* Problem details:
Rewrite the data below, substituting "honeydew melon" for "watermelon" and leaving every other part unchanged.

* Data for this exercise:

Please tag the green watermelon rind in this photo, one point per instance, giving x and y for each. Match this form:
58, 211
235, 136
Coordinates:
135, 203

* Final result:
Please tag the green honeydew melon rind in this photo, one point per instance, giving x and y for each. Match this form:
58, 211
235, 136
Coordinates:
135, 203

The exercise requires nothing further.